Exercise requirements =>
- 1) Restate word for word the part of the retention passage between "There are real costs if records are" and "Records Management Programme?", inclusive.
- 2) Transcribe the records exactly, from their first line through the line holding "x=131 y=147", inclusive.

There are real costs if records have to be recreated because ‘useful’ records were disposed. NASA famously failed to retain the useful record of the original tapes that recorded the first moon-landing, see Kim Sbarcea’s blog on ‘The curious case of NASA lost tapes

There are real costs if records are not created and the tacit knowledge is only held in people’s heads. There was a US$69 million cost overrun because information and knowledge was either disposed in records which should have been retained or the tacit knowledge about ‘how we do it’ was never written down about how to build a component of a Trident nuclear warhead called Fogbank, see Patrick Lambe’s blog on ‘Forgetting’ . I am not suggesting that all tacit knowledge should be written down, but I have a strong suspicion that it would not have been impossible to document the production process for the component Fogbank and retain it. The Fogbank processes are from that part of ‘The Knowledge Wheel – Methods, Way it is done here, Routines, Processes, Standards, Teams & Crews’.

Why create a Records Management Programme?
A records management programme comes about for many reasons but generally these are the main ones I have encountered loosely ranked from most to least important:

  • Improve the ability to find records for operational and legal reasons
  • Reduce risk from keeping records too long
  • Reduce risk from not having records that are needed
  • Control costs for storage or for transfer from one format to another
  • Make the work environment more effective and efficient
  • When creating a Records Management Programme you need to do the following:

      Create a policy document and have it approved by the most senior members of the organization.

      Work with the people who create and use the records to collect the organizational/business reasons to retain/dispose of records.

      Work with in-house and outside legal counsel to collect the legal reasons to retain/dispose of records.

      Create a Records Retention Schedule (RRS) template. Typically there are two kinds of RRS templates. One is a global schedule that applies across the functions or the organization. Another schedule is a department specific schedule. Each approach has advantages and disadvantages.

      Create and maintain RRS that summarize who/where the official records are kept, any physical format requirements, trigger dates to move to storage, to transfer to transfer to another format and to dispose of the record.

Supplied records =>
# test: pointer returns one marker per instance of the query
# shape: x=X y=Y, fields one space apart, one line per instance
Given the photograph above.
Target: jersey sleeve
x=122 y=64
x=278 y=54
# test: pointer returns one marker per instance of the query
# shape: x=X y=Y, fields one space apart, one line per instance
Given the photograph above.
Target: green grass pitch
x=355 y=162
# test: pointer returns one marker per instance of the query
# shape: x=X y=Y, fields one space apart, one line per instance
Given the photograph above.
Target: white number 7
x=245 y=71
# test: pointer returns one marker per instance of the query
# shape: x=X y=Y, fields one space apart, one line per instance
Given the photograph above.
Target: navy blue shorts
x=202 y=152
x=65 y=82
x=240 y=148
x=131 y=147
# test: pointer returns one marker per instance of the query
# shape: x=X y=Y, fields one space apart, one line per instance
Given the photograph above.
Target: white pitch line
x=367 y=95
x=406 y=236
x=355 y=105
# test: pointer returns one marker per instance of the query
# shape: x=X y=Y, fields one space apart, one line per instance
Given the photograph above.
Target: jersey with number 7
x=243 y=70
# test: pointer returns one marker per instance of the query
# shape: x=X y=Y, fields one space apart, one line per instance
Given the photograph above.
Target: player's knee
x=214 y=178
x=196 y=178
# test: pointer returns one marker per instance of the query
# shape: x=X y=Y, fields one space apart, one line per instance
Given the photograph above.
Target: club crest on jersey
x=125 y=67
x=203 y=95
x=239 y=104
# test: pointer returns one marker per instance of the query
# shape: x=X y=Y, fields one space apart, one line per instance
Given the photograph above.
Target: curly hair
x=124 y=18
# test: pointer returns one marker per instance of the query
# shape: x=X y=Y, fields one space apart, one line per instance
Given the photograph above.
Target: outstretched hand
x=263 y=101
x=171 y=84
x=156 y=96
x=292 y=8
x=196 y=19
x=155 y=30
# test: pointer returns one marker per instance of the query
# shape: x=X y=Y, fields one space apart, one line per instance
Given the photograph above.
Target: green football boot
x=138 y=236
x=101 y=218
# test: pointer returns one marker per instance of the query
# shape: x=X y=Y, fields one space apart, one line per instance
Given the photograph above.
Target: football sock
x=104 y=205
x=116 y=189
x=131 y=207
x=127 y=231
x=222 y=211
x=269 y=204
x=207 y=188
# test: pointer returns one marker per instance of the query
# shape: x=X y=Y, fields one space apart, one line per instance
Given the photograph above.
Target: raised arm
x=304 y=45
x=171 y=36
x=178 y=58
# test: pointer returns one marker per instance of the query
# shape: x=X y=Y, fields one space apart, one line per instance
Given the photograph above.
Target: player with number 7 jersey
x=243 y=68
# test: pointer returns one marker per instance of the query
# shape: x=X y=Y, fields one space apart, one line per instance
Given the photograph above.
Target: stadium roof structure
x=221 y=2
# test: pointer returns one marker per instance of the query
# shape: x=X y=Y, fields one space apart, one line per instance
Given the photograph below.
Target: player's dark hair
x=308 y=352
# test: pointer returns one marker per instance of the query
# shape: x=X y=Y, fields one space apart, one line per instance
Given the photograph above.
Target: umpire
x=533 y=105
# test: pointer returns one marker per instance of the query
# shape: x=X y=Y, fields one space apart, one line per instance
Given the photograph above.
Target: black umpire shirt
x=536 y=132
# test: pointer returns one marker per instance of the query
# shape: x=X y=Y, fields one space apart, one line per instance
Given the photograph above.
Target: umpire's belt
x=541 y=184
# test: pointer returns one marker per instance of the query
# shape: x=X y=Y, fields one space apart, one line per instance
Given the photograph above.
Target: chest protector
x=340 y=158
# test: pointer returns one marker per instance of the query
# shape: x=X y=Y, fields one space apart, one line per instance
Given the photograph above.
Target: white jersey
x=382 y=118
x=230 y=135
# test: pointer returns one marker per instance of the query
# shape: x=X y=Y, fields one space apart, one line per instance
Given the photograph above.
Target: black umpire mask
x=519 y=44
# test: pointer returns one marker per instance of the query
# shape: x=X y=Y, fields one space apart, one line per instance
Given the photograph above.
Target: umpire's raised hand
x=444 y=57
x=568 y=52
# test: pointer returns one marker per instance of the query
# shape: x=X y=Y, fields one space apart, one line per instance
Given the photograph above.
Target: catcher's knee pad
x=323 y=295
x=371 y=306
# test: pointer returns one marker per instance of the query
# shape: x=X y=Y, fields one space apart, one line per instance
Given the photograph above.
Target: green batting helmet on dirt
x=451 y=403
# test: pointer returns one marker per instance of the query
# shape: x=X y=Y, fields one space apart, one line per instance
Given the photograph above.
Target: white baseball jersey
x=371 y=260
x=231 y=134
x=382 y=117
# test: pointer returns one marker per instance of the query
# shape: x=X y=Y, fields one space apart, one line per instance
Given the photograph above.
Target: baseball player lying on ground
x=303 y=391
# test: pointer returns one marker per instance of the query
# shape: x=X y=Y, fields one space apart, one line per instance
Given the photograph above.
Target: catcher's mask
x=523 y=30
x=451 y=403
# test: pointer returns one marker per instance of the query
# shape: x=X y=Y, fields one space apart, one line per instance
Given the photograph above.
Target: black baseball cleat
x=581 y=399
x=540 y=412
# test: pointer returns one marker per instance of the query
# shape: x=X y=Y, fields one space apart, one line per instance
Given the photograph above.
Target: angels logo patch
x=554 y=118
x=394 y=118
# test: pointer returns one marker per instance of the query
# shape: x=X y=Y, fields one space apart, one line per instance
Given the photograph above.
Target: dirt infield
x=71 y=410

Answers by task =>
- 1)
There are real costs if records are not created and the tacit knowledge is only held in people’s heads. There was a US$69 million cost overrun because information and knowledge was either disposed in records which should have been retained or the tacit knowledge about ‘how we do it’ was never written down about how to build a component of a Trident nuclear warhead called Fogbank, see Patrick Lambe’s blog on ‘Forgetting’ . I am not suggesting that all tacit knowledge should be written down, but I have a strong suspicion that it would not have been impossible to document the production process for the component Fogbank and retain it. The Fogbank processes are from that part of ‘The Knowledge Wheel – Methods, Way it is done here, Routines, Processes, Standards, Teams & Crews’.

Why create a Records Management Programme?

- 2)
# test: pointer returns one marker per instance of the query
# shape: x=X y=Y, fields one space apart, one line per instance
Given the photograph above.
Target: jersey sleeve
x=122 y=64
x=278 y=54
# test: pointer returns one marker per instance of the query
# shape: x=X y=Y, fields one space apart, one line per instance
Given the photograph above.
Target: green grass pitch
x=355 y=162
# test: pointer returns one marker per instance of the query
# shape: x=X y=Y, fields one space apart, one line per instance
Given the photograph above.
Target: white number 7
x=245 y=71
# test: pointer returns one marker per instance of the query
# shape: x=X y=Y, fields one space apart, one line per instance
Given the photograph above.
Target: navy blue shorts
x=202 y=152
x=65 y=82
x=240 y=148
x=131 y=147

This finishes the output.